**GIVEN TASK**. Find each line in the entries below that contains the string "pole", and copy those lines. Case counts.

**Source records**.
============

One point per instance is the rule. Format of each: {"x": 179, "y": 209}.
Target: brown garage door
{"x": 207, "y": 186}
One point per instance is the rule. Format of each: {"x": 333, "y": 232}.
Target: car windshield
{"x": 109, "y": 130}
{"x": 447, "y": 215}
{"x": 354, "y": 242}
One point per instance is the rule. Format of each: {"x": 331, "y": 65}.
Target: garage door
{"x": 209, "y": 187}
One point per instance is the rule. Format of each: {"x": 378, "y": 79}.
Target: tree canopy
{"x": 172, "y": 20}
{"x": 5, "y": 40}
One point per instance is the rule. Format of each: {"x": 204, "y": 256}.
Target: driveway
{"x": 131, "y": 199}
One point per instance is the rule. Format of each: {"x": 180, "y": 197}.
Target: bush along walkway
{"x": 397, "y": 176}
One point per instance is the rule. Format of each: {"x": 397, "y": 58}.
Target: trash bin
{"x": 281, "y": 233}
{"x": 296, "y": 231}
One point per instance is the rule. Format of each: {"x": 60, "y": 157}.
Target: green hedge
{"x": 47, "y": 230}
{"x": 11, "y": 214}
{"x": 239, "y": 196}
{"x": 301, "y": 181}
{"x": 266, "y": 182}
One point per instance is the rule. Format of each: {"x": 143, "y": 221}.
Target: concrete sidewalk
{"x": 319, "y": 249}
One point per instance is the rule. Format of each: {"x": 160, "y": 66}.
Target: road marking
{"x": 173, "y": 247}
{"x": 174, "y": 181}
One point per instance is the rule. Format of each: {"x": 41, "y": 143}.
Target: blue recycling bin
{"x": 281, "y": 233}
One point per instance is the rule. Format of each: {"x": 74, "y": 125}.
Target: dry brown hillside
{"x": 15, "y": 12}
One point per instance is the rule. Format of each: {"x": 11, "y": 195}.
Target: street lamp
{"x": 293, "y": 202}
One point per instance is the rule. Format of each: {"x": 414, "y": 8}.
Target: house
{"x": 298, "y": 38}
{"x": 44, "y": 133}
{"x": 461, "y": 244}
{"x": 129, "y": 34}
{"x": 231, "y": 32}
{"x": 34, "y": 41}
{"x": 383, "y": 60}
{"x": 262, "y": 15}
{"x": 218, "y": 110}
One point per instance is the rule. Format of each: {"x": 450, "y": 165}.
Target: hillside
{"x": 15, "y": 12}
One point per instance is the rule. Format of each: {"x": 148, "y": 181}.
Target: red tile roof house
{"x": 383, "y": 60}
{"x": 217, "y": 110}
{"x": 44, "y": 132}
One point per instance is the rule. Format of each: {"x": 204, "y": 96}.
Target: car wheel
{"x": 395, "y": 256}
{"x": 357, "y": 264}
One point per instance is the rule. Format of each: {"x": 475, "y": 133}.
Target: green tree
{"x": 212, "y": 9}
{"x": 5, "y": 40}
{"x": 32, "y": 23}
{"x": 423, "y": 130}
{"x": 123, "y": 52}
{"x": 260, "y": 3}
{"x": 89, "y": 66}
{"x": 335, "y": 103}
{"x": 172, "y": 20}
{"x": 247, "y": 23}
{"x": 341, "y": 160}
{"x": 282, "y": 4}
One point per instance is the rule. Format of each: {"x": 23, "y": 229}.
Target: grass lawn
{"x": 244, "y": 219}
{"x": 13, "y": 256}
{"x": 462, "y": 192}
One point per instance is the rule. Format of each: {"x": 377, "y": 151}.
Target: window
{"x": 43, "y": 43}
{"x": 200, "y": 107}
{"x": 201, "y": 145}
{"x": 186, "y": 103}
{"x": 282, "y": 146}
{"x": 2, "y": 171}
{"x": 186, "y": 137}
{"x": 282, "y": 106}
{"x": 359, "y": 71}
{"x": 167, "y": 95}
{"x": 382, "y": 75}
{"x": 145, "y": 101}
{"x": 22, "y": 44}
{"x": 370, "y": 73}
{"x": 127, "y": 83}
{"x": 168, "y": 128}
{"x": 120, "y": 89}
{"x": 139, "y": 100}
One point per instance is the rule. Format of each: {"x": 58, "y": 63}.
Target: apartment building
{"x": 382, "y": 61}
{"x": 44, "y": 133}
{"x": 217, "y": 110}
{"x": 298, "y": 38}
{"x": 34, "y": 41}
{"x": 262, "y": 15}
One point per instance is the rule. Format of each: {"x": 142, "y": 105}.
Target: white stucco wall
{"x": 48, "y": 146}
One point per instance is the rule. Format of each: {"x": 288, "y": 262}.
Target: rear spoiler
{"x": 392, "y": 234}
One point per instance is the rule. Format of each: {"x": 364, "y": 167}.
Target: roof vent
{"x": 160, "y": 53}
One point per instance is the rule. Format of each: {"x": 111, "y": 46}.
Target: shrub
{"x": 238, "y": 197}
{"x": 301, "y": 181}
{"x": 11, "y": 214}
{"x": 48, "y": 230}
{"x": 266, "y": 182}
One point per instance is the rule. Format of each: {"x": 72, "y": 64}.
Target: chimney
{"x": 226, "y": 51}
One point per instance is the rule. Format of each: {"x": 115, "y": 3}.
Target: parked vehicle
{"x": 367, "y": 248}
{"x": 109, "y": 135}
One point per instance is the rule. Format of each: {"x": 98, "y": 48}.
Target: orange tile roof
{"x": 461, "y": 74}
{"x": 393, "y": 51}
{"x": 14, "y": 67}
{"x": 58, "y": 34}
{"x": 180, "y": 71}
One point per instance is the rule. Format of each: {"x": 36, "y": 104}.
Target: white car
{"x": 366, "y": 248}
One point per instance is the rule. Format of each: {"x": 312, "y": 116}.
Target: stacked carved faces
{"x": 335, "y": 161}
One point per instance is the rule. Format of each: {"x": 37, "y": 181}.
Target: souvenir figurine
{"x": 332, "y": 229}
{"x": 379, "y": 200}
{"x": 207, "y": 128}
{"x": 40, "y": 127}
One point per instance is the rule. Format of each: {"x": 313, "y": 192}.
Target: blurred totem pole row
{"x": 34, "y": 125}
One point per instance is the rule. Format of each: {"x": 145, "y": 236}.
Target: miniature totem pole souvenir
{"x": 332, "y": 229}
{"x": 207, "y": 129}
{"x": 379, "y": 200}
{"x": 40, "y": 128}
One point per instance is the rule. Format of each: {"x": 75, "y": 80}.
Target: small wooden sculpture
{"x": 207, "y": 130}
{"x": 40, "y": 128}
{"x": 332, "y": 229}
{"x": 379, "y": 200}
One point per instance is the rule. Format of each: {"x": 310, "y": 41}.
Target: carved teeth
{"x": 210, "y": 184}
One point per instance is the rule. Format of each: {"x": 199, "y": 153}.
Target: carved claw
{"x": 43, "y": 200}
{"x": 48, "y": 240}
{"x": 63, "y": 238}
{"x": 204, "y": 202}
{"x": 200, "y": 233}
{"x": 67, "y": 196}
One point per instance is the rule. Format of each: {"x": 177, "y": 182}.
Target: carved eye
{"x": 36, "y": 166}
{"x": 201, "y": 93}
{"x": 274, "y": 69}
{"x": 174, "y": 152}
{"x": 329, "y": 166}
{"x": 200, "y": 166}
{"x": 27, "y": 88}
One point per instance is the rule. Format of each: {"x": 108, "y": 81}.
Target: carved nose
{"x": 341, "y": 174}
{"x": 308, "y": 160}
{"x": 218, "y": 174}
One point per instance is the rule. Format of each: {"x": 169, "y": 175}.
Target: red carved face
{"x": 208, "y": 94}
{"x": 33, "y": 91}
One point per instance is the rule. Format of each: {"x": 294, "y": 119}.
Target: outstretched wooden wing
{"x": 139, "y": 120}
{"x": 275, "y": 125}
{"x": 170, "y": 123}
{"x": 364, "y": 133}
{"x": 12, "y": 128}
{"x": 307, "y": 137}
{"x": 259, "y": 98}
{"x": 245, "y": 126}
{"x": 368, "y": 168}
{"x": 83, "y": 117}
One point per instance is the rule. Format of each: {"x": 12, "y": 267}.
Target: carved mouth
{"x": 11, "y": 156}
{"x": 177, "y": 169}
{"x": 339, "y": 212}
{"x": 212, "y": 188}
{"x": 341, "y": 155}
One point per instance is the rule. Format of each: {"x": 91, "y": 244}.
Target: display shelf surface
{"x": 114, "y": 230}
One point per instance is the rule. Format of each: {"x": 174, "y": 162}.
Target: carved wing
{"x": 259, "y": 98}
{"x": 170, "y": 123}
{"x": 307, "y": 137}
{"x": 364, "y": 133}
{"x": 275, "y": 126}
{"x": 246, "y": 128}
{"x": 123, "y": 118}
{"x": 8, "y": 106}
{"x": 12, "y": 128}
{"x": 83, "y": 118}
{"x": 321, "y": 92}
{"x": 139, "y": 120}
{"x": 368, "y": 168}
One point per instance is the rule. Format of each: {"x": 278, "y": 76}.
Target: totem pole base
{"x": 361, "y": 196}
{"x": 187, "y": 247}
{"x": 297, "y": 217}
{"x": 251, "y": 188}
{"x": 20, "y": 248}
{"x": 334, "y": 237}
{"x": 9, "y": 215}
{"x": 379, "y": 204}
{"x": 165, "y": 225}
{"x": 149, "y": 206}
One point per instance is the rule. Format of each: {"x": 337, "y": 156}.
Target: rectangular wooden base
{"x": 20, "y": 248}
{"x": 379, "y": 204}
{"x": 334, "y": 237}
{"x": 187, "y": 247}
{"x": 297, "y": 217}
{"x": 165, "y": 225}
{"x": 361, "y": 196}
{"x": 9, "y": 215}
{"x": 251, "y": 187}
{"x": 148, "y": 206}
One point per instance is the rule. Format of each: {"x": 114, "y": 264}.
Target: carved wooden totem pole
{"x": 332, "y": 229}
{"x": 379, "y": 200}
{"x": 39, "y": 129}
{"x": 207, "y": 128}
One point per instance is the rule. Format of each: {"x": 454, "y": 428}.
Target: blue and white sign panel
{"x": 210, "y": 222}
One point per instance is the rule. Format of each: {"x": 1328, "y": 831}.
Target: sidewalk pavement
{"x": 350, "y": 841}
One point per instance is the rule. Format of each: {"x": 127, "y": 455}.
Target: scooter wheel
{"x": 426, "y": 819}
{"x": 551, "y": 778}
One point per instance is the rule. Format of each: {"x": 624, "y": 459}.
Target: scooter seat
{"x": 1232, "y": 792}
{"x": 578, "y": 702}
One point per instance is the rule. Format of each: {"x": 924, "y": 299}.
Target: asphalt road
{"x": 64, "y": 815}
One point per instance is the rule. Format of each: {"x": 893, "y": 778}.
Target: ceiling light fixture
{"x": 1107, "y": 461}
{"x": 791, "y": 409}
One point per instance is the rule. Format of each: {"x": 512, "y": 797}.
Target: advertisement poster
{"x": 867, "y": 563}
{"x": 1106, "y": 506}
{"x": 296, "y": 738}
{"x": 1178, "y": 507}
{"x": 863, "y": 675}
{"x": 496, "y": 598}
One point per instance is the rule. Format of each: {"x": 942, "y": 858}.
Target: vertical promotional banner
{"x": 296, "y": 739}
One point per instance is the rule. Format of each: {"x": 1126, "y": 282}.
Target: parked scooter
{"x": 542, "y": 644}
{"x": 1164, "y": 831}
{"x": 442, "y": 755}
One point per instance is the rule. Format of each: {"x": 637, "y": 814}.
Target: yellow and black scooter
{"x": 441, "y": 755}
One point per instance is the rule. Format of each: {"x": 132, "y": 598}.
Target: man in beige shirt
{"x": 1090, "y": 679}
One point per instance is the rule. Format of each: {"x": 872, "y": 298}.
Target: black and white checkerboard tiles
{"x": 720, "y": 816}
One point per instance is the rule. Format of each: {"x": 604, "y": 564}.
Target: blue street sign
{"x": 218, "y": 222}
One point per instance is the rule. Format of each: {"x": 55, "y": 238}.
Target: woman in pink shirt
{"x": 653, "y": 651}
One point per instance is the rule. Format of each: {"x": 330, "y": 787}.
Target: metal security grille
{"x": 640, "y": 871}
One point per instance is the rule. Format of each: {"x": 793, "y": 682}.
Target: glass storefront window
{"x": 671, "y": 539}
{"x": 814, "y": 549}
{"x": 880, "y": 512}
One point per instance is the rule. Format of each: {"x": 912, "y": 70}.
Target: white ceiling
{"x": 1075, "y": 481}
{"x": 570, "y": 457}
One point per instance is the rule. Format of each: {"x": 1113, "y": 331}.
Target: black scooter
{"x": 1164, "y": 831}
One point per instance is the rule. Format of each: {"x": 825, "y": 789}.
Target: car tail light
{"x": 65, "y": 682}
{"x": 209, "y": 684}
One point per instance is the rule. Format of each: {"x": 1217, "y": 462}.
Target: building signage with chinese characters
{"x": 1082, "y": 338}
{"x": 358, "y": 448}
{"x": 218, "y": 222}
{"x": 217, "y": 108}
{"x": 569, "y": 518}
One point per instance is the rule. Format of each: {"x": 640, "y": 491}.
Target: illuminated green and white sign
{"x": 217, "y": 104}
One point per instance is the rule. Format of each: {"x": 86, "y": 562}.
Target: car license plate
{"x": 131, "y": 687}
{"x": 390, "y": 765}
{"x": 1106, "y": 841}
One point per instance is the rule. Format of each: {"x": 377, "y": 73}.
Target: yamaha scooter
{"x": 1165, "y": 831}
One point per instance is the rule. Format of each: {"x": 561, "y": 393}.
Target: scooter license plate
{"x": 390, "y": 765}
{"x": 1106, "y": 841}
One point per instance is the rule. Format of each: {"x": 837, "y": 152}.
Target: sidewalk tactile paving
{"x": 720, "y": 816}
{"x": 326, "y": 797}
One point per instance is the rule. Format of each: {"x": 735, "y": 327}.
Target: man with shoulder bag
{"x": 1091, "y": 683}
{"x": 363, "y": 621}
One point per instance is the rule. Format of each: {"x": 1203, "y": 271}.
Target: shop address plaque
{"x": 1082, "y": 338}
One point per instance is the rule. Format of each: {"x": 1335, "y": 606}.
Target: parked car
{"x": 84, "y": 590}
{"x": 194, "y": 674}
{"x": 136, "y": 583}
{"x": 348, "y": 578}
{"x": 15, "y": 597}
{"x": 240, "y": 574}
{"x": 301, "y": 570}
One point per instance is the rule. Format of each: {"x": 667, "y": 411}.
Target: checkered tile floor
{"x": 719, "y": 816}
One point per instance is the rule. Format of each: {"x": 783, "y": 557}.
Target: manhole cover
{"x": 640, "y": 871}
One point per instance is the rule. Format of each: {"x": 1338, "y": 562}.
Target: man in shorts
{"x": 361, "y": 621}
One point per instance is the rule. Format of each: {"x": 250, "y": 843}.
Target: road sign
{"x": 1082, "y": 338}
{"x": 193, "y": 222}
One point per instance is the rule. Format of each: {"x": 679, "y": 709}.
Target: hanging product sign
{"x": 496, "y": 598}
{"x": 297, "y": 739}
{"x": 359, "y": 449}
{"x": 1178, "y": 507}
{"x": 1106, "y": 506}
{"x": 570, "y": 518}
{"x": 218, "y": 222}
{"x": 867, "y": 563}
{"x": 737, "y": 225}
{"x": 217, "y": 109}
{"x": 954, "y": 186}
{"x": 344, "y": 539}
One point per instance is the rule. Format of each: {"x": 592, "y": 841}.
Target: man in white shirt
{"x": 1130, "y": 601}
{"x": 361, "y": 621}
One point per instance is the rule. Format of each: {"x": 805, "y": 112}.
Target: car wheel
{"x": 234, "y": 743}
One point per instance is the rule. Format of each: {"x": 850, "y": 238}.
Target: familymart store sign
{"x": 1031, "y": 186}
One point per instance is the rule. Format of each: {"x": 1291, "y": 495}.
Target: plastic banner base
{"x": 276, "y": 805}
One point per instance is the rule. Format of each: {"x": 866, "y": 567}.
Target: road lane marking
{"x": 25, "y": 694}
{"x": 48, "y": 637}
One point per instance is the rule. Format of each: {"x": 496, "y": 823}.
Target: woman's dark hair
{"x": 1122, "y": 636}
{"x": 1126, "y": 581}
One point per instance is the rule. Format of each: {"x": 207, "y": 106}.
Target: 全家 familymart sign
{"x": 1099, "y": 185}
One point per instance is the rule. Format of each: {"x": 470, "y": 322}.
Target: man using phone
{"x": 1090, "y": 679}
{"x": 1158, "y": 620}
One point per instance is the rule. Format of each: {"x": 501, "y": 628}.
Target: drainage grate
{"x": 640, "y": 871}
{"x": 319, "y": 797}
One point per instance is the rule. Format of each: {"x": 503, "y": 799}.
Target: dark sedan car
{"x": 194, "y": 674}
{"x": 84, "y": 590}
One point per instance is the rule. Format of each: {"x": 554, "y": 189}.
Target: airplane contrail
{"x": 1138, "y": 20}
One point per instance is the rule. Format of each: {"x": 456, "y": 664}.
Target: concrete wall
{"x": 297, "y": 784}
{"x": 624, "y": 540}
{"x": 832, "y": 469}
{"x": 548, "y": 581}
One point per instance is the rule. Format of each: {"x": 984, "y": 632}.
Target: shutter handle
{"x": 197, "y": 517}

============

**WRITTEN RESPONSE**.
Target: blurred totem pole row
Target: miniature totem pole souvenir
Target: totem pole base
Target: carved wooden totem pole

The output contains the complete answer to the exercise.